#### [AVAILABLE DATA]
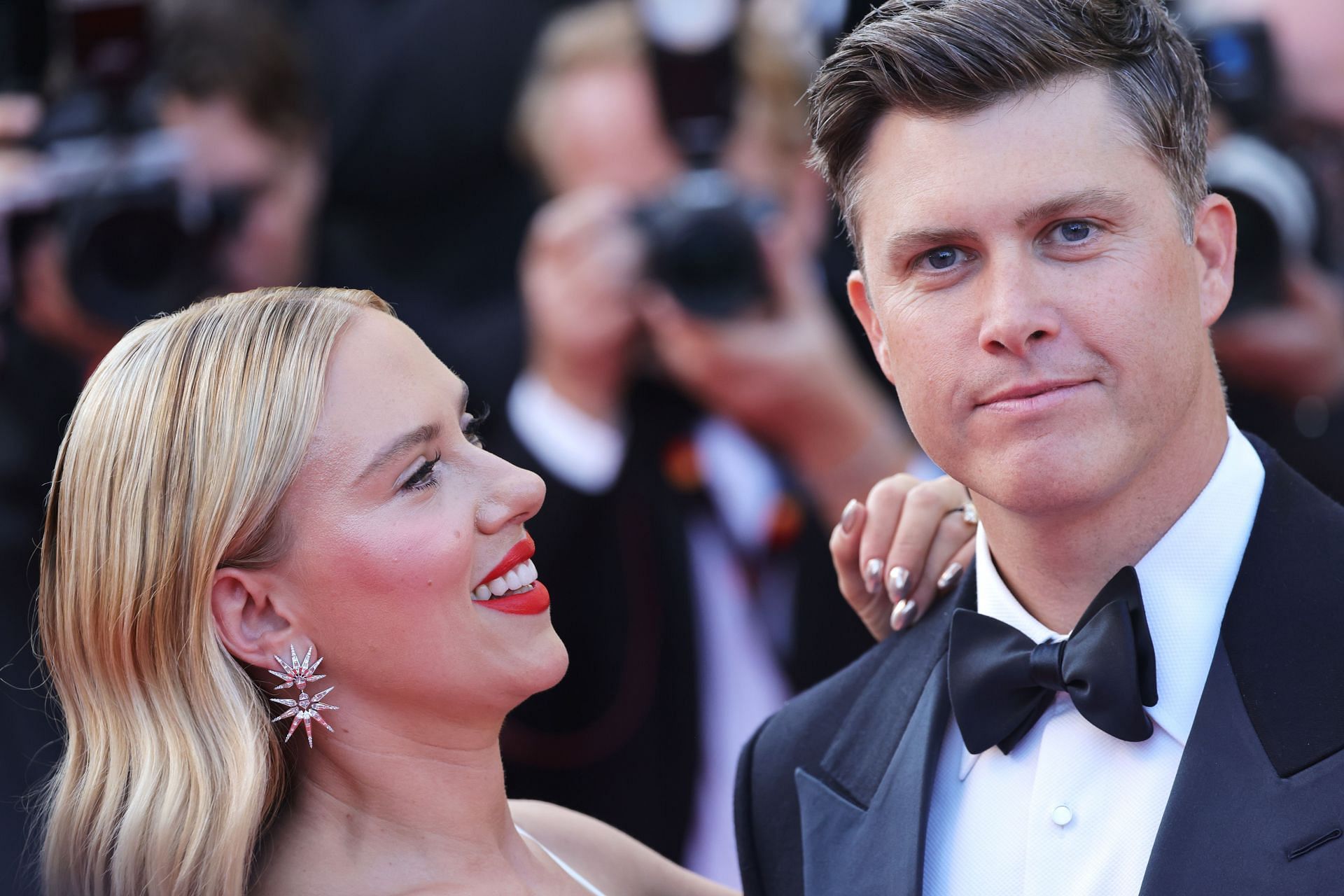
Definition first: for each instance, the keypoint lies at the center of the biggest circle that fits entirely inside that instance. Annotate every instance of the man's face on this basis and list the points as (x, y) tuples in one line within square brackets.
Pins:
[(1032, 298)]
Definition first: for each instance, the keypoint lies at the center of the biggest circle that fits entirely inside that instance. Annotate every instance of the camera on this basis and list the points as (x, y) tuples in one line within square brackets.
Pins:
[(140, 237), (702, 234)]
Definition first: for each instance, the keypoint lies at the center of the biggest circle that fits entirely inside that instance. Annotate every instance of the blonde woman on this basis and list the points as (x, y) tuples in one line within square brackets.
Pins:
[(251, 479)]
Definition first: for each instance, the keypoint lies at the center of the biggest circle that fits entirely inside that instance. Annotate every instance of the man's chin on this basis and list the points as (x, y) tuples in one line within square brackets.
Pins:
[(1040, 480)]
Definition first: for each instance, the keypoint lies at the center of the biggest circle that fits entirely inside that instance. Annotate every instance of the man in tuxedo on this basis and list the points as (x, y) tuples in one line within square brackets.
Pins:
[(1138, 687)]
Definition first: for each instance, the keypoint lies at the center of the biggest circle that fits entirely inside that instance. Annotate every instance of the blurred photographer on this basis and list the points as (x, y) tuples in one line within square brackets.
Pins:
[(178, 156), (694, 405), (1277, 150), (172, 152)]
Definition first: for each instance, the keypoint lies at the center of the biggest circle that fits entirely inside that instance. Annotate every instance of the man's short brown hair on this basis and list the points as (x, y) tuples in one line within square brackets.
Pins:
[(949, 58)]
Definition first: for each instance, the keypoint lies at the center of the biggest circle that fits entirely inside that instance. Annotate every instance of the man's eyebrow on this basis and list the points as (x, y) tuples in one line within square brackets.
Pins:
[(1078, 200), (421, 434), (905, 241)]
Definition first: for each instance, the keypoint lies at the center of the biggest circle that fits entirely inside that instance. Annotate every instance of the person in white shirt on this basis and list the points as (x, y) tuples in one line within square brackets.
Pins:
[(1136, 687)]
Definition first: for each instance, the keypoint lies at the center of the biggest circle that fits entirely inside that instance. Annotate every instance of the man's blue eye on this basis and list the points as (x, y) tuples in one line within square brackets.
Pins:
[(942, 258), (1075, 232)]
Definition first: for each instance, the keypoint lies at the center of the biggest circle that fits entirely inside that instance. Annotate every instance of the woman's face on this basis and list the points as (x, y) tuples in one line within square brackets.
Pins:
[(397, 516)]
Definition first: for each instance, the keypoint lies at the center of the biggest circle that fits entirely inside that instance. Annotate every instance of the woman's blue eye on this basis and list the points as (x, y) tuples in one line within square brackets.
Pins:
[(424, 476), (472, 426), (1075, 232), (942, 258)]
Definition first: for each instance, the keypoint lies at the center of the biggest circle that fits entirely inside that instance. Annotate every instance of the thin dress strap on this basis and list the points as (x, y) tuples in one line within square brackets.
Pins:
[(559, 862)]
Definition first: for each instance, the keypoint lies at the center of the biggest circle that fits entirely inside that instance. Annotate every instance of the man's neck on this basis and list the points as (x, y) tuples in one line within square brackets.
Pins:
[(1056, 564)]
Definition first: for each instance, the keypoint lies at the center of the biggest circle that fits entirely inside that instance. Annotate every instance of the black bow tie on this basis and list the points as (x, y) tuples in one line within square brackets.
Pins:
[(1002, 681)]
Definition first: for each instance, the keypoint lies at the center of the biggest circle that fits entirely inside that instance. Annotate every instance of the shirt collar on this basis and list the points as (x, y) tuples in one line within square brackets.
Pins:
[(1186, 578)]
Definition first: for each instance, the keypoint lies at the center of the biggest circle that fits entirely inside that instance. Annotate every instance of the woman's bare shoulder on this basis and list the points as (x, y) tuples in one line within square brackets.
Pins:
[(615, 862)]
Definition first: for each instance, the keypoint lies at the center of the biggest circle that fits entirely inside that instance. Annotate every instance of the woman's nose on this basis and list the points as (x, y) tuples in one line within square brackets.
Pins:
[(514, 496)]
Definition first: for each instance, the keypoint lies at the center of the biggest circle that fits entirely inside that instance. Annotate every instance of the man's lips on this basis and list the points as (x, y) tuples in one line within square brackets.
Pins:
[(518, 554), (1028, 394)]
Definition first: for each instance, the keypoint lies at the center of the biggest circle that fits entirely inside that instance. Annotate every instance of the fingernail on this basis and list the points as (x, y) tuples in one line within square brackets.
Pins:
[(850, 516), (897, 582), (873, 575), (904, 614)]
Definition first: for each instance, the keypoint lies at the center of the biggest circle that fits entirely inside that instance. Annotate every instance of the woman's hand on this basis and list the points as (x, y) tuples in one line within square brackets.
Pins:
[(902, 548)]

#### [EXERCISE DETAILS]
Using the listing above, gather each line that holds the string "shirt" and copy it.

#### [WRITTEN SOLUTION]
Definition first: for each instance, the keypoint lies at the center of the biggest circle that fits entirely inside that instance. Annotate every instance of the person in white shirt on this basis and list the points as (x, y) tuples in one line within square brackets.
Definition first: for each instance, the keypoint lies at the center of the biggest circle that fits entirely inside that instance. Annotate every instance of the shirt collar on this basis and list the points as (x, y) tuples in one line within square brackets.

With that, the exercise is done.